• Work instruction:
Only those lines in the data below from the line containing "ok thinking aloud here... I gotta find the dog's eye" through the line containing "ok thinking aloud here... I gotta find the rock", both included, should be restated word for word.

• Information provided:

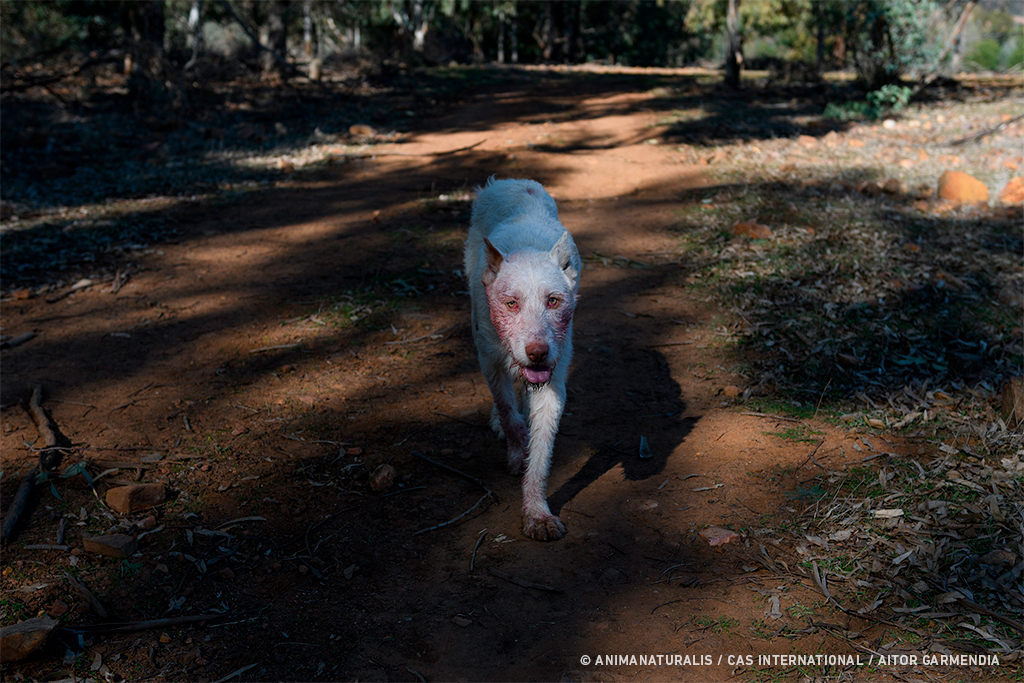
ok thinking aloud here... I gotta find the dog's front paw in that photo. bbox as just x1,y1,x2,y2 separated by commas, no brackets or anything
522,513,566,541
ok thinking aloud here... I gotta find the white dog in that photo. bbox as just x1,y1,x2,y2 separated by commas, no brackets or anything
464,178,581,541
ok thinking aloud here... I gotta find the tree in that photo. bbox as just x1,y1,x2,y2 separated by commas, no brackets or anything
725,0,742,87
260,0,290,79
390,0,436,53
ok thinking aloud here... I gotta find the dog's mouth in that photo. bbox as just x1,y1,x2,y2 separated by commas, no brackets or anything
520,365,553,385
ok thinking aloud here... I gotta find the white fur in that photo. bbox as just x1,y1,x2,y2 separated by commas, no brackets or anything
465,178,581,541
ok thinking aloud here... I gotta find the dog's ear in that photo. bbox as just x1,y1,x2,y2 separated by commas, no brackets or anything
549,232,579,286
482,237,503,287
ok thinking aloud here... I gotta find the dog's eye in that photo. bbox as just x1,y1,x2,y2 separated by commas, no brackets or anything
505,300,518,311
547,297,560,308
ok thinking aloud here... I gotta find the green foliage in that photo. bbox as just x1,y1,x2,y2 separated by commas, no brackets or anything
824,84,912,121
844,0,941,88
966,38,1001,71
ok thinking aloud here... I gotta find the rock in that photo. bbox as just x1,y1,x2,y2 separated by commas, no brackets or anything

--

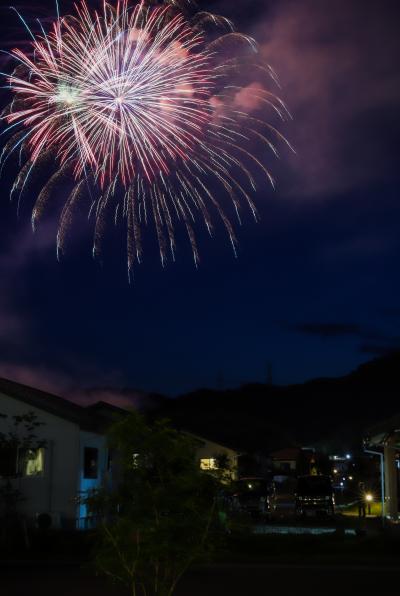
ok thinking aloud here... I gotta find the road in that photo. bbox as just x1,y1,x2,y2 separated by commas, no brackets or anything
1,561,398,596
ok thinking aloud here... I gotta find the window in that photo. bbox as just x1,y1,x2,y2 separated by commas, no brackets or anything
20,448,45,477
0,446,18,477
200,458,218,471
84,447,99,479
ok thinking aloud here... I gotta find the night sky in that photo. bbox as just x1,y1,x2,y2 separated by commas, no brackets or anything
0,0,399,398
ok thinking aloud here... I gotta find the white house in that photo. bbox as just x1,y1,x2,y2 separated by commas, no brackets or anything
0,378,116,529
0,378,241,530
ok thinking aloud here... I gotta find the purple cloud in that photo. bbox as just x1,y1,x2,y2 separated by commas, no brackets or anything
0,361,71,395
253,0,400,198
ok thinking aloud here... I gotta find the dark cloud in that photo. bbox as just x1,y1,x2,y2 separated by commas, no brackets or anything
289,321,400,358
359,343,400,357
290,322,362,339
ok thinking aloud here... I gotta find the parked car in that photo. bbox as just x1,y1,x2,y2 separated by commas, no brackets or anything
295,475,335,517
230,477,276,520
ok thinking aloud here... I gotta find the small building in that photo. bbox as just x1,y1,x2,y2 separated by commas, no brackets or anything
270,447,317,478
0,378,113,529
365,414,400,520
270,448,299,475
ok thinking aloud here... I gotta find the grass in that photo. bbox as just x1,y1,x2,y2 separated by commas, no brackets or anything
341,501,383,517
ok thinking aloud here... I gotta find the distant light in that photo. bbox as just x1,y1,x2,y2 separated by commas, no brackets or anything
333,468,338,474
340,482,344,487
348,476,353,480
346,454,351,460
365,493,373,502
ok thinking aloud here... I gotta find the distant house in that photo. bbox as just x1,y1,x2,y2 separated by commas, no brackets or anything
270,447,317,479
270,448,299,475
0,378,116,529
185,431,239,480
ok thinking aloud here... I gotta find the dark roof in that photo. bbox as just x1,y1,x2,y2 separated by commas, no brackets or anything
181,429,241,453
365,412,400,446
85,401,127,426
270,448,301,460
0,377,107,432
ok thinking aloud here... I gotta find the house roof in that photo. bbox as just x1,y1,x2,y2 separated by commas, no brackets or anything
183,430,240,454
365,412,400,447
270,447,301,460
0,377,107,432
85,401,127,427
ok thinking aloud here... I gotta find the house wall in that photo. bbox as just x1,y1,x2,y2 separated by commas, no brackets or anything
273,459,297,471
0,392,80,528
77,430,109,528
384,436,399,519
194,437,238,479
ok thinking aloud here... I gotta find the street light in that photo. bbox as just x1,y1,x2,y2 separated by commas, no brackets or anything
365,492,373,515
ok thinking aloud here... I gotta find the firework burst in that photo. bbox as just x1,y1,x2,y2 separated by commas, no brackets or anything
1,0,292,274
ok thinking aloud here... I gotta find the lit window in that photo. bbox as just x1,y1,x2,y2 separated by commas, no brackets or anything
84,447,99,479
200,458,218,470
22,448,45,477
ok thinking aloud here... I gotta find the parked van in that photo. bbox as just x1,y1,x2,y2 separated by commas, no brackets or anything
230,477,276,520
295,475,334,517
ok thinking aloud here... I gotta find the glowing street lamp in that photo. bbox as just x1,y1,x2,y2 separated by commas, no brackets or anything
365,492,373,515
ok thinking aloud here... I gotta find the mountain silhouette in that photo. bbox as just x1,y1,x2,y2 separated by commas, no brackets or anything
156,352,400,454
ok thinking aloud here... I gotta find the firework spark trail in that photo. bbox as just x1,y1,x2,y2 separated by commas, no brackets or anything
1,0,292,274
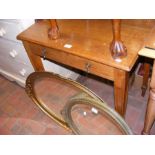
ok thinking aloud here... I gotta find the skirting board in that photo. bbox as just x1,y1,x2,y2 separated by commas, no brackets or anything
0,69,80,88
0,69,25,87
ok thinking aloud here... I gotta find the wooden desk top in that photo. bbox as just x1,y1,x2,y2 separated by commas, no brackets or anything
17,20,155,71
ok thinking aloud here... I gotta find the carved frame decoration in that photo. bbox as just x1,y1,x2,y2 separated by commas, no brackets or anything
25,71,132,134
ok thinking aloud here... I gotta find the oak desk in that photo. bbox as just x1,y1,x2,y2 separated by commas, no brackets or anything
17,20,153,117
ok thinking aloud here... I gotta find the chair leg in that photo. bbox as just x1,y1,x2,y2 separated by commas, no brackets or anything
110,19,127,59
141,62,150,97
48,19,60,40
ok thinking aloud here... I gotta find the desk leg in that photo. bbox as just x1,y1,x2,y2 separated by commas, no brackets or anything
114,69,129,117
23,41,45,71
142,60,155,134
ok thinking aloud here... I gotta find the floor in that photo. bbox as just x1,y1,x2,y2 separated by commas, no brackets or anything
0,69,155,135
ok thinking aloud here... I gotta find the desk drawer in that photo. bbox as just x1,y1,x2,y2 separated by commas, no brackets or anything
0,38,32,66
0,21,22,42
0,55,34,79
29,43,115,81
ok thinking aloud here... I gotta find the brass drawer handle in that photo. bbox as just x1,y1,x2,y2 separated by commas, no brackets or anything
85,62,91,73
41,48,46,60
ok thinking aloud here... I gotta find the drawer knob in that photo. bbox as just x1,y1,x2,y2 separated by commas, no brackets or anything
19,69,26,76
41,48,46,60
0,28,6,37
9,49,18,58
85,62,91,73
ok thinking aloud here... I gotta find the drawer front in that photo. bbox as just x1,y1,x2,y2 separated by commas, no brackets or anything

--

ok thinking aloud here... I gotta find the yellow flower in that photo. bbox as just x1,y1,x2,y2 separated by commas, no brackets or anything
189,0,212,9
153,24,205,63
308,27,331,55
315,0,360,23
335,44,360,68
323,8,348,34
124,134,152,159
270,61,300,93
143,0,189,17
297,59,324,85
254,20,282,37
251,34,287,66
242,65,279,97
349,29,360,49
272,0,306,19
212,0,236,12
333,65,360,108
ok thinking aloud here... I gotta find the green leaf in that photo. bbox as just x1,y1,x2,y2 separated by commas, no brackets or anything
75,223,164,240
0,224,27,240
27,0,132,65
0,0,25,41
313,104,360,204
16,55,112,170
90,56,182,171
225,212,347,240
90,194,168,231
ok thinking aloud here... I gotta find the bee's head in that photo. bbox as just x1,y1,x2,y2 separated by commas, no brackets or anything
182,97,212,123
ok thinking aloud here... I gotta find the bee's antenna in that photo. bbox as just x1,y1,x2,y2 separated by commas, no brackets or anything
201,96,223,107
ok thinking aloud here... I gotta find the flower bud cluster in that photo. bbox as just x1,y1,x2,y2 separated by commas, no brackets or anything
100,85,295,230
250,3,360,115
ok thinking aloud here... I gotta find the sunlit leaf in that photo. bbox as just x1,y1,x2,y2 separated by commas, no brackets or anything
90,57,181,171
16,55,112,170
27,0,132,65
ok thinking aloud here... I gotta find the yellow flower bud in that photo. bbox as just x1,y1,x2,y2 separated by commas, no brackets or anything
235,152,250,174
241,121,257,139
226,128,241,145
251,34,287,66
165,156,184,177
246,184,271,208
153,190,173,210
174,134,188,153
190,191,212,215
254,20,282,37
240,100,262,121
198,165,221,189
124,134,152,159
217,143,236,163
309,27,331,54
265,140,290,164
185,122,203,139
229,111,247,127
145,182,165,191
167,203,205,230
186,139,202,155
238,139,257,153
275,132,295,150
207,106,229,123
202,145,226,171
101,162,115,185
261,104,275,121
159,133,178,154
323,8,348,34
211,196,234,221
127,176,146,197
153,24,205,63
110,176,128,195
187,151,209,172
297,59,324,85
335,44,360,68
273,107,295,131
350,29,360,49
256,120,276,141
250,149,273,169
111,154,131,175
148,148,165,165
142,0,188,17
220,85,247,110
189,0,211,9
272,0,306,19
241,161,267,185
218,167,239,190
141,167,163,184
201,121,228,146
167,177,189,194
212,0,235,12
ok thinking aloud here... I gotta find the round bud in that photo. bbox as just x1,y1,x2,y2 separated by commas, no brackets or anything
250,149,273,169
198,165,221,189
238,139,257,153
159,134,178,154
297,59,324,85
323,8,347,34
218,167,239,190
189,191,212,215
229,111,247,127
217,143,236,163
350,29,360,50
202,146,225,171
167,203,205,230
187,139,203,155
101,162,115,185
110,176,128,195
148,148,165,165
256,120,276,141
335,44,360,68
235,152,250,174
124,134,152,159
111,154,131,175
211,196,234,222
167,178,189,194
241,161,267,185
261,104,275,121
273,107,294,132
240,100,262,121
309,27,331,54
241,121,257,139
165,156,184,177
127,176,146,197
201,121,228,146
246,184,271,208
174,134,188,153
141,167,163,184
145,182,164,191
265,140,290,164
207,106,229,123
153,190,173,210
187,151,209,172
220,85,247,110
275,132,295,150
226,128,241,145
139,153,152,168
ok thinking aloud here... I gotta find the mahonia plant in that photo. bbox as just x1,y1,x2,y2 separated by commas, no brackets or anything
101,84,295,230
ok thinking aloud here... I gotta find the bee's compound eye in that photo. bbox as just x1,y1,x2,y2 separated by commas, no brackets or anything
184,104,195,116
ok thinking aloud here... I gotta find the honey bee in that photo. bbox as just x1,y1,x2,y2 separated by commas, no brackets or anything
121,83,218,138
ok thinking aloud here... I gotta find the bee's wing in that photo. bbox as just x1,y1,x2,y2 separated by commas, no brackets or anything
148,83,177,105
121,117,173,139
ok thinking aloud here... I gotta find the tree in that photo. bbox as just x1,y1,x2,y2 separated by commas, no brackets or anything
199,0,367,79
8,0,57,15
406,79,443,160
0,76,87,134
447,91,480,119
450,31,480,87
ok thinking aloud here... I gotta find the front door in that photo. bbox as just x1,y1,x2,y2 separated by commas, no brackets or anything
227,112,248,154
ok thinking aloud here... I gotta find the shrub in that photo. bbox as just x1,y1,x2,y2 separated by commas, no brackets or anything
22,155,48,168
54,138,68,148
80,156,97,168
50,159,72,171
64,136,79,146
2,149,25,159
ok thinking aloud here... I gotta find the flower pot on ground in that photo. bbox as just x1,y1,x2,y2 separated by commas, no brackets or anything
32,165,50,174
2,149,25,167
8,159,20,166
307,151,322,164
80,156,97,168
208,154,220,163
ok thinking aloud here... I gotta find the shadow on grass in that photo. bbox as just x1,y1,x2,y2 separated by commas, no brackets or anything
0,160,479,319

• Response area:
ok thinking aloud here... I gotta find the dog's eye in that photo. bbox as just x1,y1,x2,y2 separated by commas, no brackets or anything
505,300,518,311
547,297,560,308
ok thinking aloud here... I gotta find the green foliage in that photo. bbox as just x1,y1,x2,y2 separated by commas, no brackets or anything
824,84,912,121
844,0,941,88
966,38,1001,71
ok thinking aloud here... I gotta find the rock in that photo. bbox as just x1,y1,x2,y2 separated by commas, no brackets or anything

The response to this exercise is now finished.